§ **Exercises to complete**:
[A] List the measures that the passage on Egyptian monasteries says the church's statement took in the paragraph beginning "In a statement last week".
[B] Please retype the passage on Egyptian monasteries word for word, starting with "The church already" and going on through "Photo/Manoocher Deghati, File)".
[C] Decide whether each statement agrees with the passage on Egyptian monasteries. Answer yes or no, and quote the words that decide it.
(i) The church suspended admission of novices to its monasteries for two years.
(ii) Monks were given a month to shut down their social media accounts.
(iii) The remote desert monasteries saw a renaissance over the past century.

━━━ Document section ━━━

The church already appears to be doing just that.

In this April 16, 2013 photo, a monk walks on the grounds of the ancient monastery of St. Anthony, southeast of Cairo, Egypt. (AP Photo/Manoocher Deghati, File)

In a statement last week, it suspended admission of novices to its monasteries for a year, threatened to expel monks found to have established “illegal” monasteries and gave monks a month to shut down social media accounts. No media interviews without prior permission, it decreed.

Adding to the intrigue, the church’s statement appealed to lay Christians not to enter into any financial deals with monks, suggesting that corruption exists in some monasteries. It urged the monks to strictly observe the church’s ancient rules of asceticism or face expulsion.

“These decisions are meant to streamline monastic life and there will be more measures in the future in this regard,” Pope Tawadros said in a sermon last week. “There is a need to safeguard monastic life and the monasteries.”

Orthodox monasteries can be found across Egypt, but those located in remote desert areas, like St. Macarious, have traditionally enjoyed an elevated status because they revived the ascetic traditions of early monasticism. They witnessed a renaissance over the past century after hundreds of years of neglect that saw many of them abandoned.

They now attract university graduates and professionals who have energized the faith and, in some cases, turned the larger monasteries into farming and dairy enterprises, giving them financial independence.

━━━ Dataset excerpts ━━━

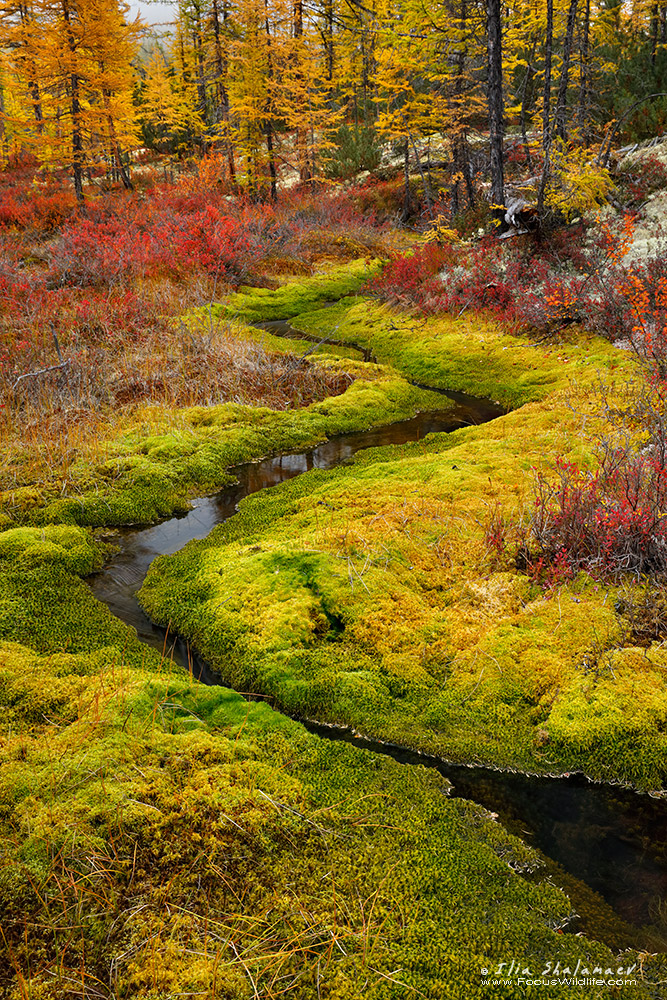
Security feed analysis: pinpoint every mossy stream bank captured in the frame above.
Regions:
[0,262,667,1000]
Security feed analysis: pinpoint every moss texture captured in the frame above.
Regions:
[0,260,667,1000]
[137,276,667,788]
[0,529,657,1000]
[0,370,451,527]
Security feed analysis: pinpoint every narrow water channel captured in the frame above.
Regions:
[89,393,667,950]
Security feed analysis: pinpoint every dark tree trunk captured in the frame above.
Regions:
[62,0,85,205]
[486,0,505,214]
[579,0,588,142]
[401,139,411,222]
[537,0,554,218]
[264,0,278,201]
[554,0,579,141]
[451,0,475,216]
[211,0,236,184]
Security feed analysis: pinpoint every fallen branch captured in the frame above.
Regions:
[12,358,70,392]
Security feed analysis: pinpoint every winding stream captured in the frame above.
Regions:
[88,393,667,950]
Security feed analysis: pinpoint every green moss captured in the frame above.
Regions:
[294,300,628,408]
[141,360,667,788]
[212,260,380,323]
[0,616,659,1000]
[0,374,451,525]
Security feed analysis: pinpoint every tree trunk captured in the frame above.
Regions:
[487,0,505,215]
[264,0,278,201]
[62,0,85,205]
[554,0,579,141]
[537,0,554,218]
[579,0,588,143]
[401,138,411,223]
[211,0,236,184]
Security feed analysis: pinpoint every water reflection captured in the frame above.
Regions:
[89,393,667,950]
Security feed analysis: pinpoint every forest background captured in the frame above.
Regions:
[0,0,667,219]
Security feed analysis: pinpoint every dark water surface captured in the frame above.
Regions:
[89,393,667,950]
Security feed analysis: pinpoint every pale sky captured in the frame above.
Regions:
[128,0,176,24]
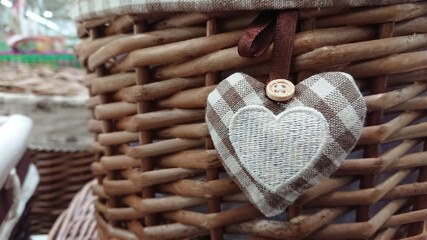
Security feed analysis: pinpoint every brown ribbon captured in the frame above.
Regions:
[238,10,298,86]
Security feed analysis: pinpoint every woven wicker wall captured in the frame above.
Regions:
[75,3,427,240]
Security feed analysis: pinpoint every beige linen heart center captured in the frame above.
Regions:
[230,105,330,192]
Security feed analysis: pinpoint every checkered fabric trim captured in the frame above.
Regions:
[206,72,366,216]
[70,0,420,21]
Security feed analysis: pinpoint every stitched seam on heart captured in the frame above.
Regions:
[229,105,331,193]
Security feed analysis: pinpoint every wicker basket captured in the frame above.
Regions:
[75,1,427,240]
[31,150,93,234]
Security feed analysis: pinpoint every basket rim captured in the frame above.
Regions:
[70,0,422,21]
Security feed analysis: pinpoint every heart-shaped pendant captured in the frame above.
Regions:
[206,72,366,216]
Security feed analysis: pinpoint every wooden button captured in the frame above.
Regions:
[266,79,295,102]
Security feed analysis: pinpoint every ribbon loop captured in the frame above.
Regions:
[238,10,298,85]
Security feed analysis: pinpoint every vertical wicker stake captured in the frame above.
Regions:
[91,26,120,226]
[356,22,394,222]
[134,22,156,226]
[205,18,223,240]
[408,138,427,236]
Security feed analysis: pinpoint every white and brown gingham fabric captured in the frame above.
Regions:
[206,72,366,216]
[71,0,420,21]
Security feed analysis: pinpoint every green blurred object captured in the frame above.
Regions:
[0,42,12,51]
[0,53,81,68]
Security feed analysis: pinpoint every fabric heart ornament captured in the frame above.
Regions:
[206,72,366,216]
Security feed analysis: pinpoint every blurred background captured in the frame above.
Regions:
[0,0,93,240]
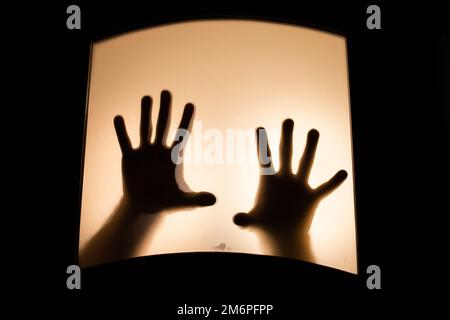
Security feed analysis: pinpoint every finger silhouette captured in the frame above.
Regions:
[279,119,294,175]
[172,103,195,146]
[139,96,152,146]
[256,127,273,168]
[297,129,319,183]
[155,90,172,145]
[315,170,348,197]
[233,212,255,227]
[114,116,132,155]
[181,192,216,207]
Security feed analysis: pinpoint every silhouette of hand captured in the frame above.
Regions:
[114,91,216,213]
[234,119,347,256]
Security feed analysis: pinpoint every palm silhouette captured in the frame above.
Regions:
[114,91,216,213]
[234,119,347,258]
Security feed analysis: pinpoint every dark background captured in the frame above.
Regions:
[5,1,450,303]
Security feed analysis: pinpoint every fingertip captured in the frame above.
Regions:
[308,129,320,140]
[184,102,195,114]
[114,115,124,127]
[233,212,250,227]
[336,170,348,181]
[161,89,171,98]
[283,118,294,129]
[197,192,217,206]
[141,95,152,105]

━━━

§ **Solutions to the problems**:
[A]
- Suspended admission of novices to its monasteries for a year
- Threatened to expel monks found to have established "illegal" monasteries
- Gave monks a month to shut down social media accounts
- Decreed no media interviews without prior permission

[B]
The church already appears to be doing just that.

In this April 16, 2013 photo, a monk walks on the grounds of the ancient monastery of St. Anthony, southeast of Cairo, Egypt. (AP Photo/Manoocher Deghati, File)

[C]
(i) No: "suspended admission of novices to its monasteries for a year"
(ii) Yes: "gave monks a month to shut down social media accounts"
(iii) Yes: "They witnessed a renaissance over the past century after hundreds of years of neglect"